* What the task requires:
Reproduce exactly the line with "Query: plate gold rim" and the lines after it. Stop at the last line of the data and include nothing else.

(Supplied material Opens)

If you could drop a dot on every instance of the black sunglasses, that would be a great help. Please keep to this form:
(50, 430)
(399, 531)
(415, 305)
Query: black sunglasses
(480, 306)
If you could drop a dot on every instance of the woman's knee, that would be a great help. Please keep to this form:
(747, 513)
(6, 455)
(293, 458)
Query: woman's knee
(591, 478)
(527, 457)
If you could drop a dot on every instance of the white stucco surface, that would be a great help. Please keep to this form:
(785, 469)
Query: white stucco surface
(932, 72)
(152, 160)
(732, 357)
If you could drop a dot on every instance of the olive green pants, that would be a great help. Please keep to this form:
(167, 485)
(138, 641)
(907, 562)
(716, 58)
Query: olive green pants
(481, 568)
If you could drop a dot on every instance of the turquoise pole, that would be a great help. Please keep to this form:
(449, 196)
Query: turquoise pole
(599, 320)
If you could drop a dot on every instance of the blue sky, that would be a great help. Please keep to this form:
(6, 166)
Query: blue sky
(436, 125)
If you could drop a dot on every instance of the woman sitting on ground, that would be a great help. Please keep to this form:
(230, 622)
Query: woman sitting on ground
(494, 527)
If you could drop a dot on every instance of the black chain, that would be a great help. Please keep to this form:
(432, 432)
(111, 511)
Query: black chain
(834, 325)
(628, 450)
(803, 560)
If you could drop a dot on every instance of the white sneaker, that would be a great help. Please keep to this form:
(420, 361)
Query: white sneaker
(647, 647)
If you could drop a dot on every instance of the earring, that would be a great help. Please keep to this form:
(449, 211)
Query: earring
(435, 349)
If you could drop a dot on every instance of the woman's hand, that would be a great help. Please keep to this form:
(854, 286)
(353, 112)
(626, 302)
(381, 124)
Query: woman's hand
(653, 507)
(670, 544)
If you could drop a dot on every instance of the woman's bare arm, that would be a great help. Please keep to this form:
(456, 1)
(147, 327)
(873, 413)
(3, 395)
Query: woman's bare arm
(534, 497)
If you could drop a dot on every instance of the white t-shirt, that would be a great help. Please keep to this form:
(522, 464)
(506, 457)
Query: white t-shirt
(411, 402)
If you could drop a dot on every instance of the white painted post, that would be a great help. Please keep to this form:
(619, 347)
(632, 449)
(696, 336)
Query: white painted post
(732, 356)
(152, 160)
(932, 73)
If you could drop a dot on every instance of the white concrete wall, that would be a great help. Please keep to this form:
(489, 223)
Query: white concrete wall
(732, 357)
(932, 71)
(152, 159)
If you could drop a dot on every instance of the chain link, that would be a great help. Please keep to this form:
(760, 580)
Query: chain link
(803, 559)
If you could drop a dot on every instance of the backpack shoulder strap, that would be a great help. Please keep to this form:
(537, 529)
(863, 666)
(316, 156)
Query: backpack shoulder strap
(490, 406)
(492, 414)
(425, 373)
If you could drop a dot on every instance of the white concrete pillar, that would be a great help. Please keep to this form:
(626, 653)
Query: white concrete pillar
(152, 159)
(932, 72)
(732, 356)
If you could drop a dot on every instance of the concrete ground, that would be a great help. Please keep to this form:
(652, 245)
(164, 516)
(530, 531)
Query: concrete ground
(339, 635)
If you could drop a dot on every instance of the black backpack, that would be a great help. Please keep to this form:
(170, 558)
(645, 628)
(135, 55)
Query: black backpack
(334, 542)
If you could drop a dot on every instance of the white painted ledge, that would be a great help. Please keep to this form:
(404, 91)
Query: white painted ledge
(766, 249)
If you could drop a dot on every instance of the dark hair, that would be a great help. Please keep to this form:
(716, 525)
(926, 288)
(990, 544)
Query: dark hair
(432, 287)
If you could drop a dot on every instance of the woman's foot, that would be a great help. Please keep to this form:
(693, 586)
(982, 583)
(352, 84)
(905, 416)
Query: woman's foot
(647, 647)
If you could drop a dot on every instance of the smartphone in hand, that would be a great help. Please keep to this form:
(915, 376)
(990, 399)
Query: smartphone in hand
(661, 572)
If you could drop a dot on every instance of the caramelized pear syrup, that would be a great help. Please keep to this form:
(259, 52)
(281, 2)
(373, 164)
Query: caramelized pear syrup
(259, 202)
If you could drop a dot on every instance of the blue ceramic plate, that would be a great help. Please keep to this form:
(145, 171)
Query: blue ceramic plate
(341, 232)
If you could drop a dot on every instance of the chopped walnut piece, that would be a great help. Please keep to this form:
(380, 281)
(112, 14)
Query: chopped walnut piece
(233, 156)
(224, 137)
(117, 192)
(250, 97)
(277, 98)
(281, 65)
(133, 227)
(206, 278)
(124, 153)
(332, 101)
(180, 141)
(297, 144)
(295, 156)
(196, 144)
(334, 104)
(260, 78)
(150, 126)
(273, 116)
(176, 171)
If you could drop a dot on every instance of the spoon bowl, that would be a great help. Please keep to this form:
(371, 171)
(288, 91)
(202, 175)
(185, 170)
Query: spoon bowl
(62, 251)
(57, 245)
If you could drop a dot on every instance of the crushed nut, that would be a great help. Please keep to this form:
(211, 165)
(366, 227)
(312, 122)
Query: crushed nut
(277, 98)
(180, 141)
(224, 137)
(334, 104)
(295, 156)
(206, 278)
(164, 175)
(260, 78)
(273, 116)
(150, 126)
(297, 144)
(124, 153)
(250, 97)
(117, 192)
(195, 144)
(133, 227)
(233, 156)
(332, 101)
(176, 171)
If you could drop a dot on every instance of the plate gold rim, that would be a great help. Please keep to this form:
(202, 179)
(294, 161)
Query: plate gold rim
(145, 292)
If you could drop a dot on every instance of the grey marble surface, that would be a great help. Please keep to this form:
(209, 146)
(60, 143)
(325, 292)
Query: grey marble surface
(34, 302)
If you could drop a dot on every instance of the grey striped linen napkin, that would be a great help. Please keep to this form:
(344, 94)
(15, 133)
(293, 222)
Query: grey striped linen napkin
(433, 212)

(Supplied material Closes)

* Answer for this exercise:
Query: plate gold rim
(145, 292)
If you could drop a dot on every instance of the grey marble surface, that would be a great help. Please keep to this form:
(209, 146)
(60, 143)
(325, 292)
Query: grey marble surface
(34, 302)
If you could drop a dot on every instance of the grey striped linen napkin, that would be a great help. Please keep to this form:
(344, 94)
(15, 133)
(293, 222)
Query: grey striped linen napkin
(433, 212)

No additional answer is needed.